Work required - The entries below are to be retyped exactly. Preserve every word.

*** Opening of Records to use ***

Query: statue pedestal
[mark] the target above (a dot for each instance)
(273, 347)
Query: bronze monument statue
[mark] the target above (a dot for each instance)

*** Close of Records to use ***

Solution for this problem -
Query: statue pedestal
[mark] the target above (a dot for each instance)
(273, 347)
Query: bronze monument statue
[mark] the target above (a dot for each instance)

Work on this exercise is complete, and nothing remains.